Copy the listing from its first line through the line containing "363;19;390;48", replacing "top-left" with "upper-left" wherever it appears and changing nothing else.

Record set:

★ ★ ★ ★

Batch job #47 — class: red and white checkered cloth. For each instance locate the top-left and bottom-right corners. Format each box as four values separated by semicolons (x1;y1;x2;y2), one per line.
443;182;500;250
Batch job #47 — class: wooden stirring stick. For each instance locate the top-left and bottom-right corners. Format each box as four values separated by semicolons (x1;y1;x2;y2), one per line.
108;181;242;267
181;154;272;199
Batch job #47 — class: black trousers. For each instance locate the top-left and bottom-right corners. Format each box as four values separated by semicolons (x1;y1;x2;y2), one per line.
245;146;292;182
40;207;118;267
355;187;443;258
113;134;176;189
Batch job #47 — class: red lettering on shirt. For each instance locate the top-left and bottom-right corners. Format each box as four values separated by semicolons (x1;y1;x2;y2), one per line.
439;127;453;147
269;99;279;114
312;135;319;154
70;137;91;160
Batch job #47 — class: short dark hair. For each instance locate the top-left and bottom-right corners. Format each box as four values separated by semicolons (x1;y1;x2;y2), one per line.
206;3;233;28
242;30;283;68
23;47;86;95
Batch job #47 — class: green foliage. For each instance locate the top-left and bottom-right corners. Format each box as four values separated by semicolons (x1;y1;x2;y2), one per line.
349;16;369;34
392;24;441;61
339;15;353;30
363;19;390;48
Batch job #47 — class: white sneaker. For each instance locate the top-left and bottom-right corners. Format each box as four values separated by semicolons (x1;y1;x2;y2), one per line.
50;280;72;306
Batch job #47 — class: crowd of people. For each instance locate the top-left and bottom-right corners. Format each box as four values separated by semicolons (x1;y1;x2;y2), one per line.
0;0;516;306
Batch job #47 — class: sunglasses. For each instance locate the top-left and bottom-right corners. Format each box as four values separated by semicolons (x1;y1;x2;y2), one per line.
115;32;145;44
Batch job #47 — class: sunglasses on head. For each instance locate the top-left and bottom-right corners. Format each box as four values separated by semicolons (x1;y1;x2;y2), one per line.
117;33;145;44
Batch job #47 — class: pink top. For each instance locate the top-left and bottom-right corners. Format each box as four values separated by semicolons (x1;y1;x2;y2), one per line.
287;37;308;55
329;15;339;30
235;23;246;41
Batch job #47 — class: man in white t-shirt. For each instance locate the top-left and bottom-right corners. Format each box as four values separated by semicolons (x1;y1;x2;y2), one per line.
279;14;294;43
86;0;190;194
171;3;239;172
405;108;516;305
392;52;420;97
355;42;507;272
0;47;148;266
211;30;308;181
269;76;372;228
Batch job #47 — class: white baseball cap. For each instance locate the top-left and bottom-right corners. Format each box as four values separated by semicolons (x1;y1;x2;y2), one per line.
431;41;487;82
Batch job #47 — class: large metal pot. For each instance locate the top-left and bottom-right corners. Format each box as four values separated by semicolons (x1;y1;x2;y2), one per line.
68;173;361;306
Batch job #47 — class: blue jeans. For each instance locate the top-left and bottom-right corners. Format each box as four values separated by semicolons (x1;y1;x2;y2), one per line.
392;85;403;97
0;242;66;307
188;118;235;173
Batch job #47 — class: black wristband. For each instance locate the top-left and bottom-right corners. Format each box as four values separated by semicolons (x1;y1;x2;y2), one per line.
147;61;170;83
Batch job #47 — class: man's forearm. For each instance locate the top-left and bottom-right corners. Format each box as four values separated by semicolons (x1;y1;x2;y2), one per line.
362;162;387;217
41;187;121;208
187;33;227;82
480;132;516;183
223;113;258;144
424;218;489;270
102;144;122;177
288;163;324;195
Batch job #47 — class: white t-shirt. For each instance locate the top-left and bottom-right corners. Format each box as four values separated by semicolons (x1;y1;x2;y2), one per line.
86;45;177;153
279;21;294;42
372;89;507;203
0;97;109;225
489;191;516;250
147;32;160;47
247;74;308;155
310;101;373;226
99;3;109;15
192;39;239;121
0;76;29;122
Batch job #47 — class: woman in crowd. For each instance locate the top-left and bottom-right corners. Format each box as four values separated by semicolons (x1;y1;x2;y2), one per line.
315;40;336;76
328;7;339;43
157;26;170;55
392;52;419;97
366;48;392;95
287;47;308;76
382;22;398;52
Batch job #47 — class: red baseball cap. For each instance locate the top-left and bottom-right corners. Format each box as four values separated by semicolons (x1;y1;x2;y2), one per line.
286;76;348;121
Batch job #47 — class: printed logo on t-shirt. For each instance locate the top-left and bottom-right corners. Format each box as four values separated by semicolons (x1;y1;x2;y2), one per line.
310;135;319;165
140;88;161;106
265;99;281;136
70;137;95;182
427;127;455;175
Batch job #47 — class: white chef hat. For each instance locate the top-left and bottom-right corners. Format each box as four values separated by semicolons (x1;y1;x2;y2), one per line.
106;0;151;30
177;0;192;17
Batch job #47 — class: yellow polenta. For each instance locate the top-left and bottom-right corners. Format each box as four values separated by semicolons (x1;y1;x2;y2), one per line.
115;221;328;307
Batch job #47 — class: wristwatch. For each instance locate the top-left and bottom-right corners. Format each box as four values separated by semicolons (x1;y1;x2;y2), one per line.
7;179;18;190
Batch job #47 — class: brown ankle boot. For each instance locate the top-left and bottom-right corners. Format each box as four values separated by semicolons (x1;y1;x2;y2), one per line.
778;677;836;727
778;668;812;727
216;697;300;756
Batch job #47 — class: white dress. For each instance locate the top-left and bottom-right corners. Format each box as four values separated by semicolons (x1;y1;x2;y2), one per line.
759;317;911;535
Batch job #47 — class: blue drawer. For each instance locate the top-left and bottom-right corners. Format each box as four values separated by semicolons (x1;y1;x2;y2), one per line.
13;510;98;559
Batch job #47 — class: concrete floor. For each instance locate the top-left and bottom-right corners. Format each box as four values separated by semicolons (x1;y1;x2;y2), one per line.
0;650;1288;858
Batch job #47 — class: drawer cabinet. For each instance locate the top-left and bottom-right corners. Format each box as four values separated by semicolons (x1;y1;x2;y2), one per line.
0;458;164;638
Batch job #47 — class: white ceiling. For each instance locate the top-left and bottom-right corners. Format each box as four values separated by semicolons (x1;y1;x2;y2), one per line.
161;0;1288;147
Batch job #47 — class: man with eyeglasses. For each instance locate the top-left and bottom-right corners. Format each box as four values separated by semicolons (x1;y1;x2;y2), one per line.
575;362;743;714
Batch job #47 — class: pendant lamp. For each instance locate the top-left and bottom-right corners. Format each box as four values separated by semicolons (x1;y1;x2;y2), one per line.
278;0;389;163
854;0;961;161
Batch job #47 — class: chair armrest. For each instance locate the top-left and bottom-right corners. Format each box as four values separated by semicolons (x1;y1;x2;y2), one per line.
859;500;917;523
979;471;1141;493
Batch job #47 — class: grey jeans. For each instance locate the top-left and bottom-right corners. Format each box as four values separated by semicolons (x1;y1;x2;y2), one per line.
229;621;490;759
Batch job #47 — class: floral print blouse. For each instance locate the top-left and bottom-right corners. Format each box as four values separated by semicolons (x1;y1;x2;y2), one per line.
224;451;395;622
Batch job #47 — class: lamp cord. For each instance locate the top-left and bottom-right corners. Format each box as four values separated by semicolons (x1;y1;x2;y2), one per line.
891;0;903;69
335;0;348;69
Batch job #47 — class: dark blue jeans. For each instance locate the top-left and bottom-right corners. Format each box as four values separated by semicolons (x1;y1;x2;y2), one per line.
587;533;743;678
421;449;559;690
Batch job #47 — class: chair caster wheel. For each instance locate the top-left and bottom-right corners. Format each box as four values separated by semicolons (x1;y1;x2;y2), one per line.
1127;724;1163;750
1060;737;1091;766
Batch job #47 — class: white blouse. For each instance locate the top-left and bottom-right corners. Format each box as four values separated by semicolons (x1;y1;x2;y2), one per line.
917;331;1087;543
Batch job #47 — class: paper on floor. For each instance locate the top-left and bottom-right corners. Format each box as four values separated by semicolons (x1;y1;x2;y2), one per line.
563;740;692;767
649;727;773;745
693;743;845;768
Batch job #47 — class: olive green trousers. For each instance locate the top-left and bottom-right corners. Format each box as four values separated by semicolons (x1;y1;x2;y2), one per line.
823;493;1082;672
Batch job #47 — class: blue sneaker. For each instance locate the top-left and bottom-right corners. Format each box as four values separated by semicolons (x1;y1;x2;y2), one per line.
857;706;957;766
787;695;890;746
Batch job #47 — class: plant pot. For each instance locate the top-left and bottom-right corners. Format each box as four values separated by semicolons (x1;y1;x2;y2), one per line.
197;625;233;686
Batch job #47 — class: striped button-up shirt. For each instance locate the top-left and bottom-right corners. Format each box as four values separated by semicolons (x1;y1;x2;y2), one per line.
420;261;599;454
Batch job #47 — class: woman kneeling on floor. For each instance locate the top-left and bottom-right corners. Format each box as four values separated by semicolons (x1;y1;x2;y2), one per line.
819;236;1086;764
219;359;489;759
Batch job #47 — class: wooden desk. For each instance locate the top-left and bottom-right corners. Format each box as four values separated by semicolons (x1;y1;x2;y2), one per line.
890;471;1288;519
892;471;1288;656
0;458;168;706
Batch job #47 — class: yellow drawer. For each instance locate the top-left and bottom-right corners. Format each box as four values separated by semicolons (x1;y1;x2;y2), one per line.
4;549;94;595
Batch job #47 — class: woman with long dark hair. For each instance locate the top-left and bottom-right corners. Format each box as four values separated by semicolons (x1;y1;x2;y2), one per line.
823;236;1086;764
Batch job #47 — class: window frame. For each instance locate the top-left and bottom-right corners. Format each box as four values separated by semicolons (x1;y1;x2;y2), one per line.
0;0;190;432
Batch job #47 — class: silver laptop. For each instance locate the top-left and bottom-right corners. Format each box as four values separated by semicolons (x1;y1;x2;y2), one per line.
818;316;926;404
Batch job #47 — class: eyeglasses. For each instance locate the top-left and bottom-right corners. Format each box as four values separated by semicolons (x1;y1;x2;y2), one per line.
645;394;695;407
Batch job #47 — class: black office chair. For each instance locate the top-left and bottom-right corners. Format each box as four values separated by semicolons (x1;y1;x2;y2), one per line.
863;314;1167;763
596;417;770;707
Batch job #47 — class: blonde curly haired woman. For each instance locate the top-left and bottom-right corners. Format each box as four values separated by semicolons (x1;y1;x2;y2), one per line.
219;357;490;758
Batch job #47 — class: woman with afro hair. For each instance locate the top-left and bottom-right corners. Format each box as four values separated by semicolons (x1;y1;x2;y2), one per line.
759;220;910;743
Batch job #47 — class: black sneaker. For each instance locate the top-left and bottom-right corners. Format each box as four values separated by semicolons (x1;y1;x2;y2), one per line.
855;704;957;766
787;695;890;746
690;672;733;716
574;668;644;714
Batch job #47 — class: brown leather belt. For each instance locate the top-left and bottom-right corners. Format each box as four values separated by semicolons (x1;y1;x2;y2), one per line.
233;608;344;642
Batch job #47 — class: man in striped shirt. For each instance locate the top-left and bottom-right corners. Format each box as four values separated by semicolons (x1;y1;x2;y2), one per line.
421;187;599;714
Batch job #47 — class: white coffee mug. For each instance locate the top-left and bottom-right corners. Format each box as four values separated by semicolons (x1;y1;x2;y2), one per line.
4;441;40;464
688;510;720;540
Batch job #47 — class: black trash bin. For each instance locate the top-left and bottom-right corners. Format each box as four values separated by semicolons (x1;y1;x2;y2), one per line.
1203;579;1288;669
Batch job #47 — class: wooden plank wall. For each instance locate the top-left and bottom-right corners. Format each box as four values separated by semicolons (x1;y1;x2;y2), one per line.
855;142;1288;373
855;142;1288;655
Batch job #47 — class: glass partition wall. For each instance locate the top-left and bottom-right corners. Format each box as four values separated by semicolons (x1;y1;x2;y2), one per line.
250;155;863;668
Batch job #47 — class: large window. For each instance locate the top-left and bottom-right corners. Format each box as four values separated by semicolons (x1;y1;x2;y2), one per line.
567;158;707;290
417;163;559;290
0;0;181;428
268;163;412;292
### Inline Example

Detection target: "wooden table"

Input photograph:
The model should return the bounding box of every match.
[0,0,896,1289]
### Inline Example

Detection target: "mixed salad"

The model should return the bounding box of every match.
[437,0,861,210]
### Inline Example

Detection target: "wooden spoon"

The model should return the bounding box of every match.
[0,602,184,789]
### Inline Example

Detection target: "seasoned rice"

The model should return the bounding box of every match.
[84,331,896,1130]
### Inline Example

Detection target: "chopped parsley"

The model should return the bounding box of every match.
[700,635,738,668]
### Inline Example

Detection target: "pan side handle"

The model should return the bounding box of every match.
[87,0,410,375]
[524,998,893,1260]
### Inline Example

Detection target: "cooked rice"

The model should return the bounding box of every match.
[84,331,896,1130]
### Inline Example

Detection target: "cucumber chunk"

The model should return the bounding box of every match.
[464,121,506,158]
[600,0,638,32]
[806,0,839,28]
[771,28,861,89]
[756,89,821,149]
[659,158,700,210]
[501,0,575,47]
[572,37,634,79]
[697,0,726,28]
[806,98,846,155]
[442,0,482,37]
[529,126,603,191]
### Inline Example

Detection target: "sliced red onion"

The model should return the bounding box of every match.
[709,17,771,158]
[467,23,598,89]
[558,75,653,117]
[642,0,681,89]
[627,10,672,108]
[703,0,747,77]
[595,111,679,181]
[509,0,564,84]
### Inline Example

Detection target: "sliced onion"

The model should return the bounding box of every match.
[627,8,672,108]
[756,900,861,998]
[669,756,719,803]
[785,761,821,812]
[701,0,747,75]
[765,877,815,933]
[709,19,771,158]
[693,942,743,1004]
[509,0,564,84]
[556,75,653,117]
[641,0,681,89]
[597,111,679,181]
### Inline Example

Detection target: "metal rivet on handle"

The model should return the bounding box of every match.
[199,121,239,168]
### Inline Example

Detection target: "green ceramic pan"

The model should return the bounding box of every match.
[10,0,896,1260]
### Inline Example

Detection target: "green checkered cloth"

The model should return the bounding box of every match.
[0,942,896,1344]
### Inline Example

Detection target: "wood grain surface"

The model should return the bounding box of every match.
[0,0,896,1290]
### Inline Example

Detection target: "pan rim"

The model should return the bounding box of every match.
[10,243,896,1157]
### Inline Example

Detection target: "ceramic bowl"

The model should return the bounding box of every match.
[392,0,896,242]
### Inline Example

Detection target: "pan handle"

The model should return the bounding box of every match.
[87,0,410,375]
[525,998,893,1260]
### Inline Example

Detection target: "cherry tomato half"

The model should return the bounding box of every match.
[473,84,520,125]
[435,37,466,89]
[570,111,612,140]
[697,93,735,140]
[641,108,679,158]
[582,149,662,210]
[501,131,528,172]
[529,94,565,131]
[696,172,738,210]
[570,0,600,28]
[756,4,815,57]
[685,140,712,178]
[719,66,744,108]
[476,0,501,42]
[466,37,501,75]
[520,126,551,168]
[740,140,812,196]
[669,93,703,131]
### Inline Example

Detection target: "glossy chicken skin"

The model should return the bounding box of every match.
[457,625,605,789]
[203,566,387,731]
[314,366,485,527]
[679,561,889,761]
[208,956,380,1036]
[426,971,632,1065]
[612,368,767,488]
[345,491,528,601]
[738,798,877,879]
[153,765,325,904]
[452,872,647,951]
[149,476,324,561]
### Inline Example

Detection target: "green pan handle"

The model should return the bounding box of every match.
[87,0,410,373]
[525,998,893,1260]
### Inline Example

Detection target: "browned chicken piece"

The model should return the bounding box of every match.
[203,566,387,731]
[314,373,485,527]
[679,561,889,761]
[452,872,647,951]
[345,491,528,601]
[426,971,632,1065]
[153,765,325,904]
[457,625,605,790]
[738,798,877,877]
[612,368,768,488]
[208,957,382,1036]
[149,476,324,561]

★ ★ ★ ★

Answer to this exercise:
Batch job #47 — class: red and white checkered cloth. For each instance locate the upper-left and bottom-right corners. Format each box as four values separated by semicolons (x1;y1;x2;y2), one per line.
443;182;500;250
Batch job #47 — class: wooden stirring stick. For each instance locate the upper-left and bottom-right corners. Format each box as four values separated by semicolons (x1;y1;x2;y2), one per line.
108;181;242;267
181;154;272;199
Batch job #47 — class: black trousers. For each instance locate the upper-left and bottom-right corners. Format each box as four values separated by semicolons (x1;y1;x2;y2), one per line.
245;146;292;182
40;207;118;267
355;187;443;258
113;134;176;189
Batch job #47 — class: red lettering on shirt. For each instance locate the upper-left and bottom-right corners. Format each box as four values separated by semicolons (x1;y1;x2;y2), one per line.
439;127;453;147
269;99;279;114
312;135;319;154
70;137;91;160
Batch job #47 — class: short dark hair. For each instance locate the upper-left and bottom-right corners. Format each box as four values separated by semicolons (x1;y1;x2;y2), one per line.
206;3;233;28
242;30;283;68
23;47;86;95
Batch job #47 — class: green foliage. For each instance locate the upper-left and bottom-right corners. Format each box as four values separated by semicolons (x1;y1;x2;y2), one per line.
349;16;369;34
392;24;441;61
339;15;353;30
363;19;390;48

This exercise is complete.